## THE PROBLEM
Your task is to repeat the entries word for word while leaving out the pictures.

:: DATA ENTRIES ::

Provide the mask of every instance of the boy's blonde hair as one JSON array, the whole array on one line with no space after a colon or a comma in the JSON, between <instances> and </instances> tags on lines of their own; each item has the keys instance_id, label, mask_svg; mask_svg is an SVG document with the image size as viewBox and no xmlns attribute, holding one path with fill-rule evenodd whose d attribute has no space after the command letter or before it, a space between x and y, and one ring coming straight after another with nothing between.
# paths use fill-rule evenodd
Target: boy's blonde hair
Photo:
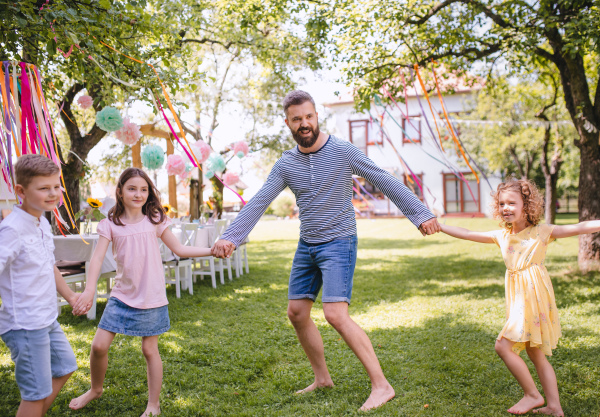
<instances>
[{"instance_id":1,"label":"boy's blonde hair","mask_svg":"<svg viewBox=\"0 0 600 417\"><path fill-rule=\"evenodd\" d=\"M521 194L521 198L523 199L523 212L525 213L527 222L532 226L535 226L540 222L544 213L544 199L540 190L528 179L517 180L515 178L509 178L506 182L498 185L496 192L492 192L492 212L494 218L500 220L501 227L508 230L512 229L512 224L505 222L502 218L502 213L500 213L498 199L500 198L500 193L503 191L516 191Z\"/></svg>"},{"instance_id":2,"label":"boy's blonde hair","mask_svg":"<svg viewBox=\"0 0 600 417\"><path fill-rule=\"evenodd\" d=\"M59 172L58 165L43 155L23 155L19 157L15 164L17 184L20 184L23 188L27 188L33 177L48 177Z\"/></svg>"}]
</instances>

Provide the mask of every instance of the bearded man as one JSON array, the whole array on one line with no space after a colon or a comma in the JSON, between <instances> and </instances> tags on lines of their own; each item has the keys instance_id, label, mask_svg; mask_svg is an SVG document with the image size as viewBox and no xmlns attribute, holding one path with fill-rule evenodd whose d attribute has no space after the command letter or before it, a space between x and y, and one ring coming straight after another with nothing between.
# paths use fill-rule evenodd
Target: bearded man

:::

## PROBLEM SOLUTION
Provide the mask of every instance of the boy's blonde hair as one JSON array, the whole array on one line with no space after a colon or a comma in the JSON, between <instances> and </instances> tags on lines of their own; each item has the keys instance_id, label, mask_svg; mask_svg is an SVG document with the image size as viewBox and no xmlns attribute, holding one path with fill-rule evenodd whose d attribute has no space after the command letter or before it, a space between x and y, and one ring coming straight after another with nothing between.
# paths use fill-rule evenodd
Target: boy's blonde hair
Photo:
<instances>
[{"instance_id":1,"label":"boy's blonde hair","mask_svg":"<svg viewBox=\"0 0 600 417\"><path fill-rule=\"evenodd\" d=\"M521 194L521 198L523 199L523 212L525 213L527 222L532 226L535 226L540 222L544 213L544 199L540 190L528 179L517 180L515 178L509 178L506 182L498 185L496 192L492 192L492 212L494 218L500 220L501 227L508 230L512 229L512 224L505 222L502 218L502 213L500 213L498 199L500 198L500 193L503 191L516 191Z\"/></svg>"},{"instance_id":2,"label":"boy's blonde hair","mask_svg":"<svg viewBox=\"0 0 600 417\"><path fill-rule=\"evenodd\" d=\"M59 172L58 165L43 155L23 155L19 157L15 164L17 184L20 184L23 188L27 188L33 177L48 177Z\"/></svg>"}]
</instances>

Provide the mask of every instance of the bearded man as one JSON array, the whole array on one line with no space after a colon or a comma in the JSON, between <instances> and </instances> tags on lines of their own; each item has the keys instance_id, label, mask_svg; mask_svg is an SVG document with the image size as viewBox and no xmlns attribute, holding one path with fill-rule evenodd whose d attribute has no space after the command letter or before it, a space between x and y, and one ring coming straight after another with nothing between.
# paths use fill-rule evenodd
Target: bearded man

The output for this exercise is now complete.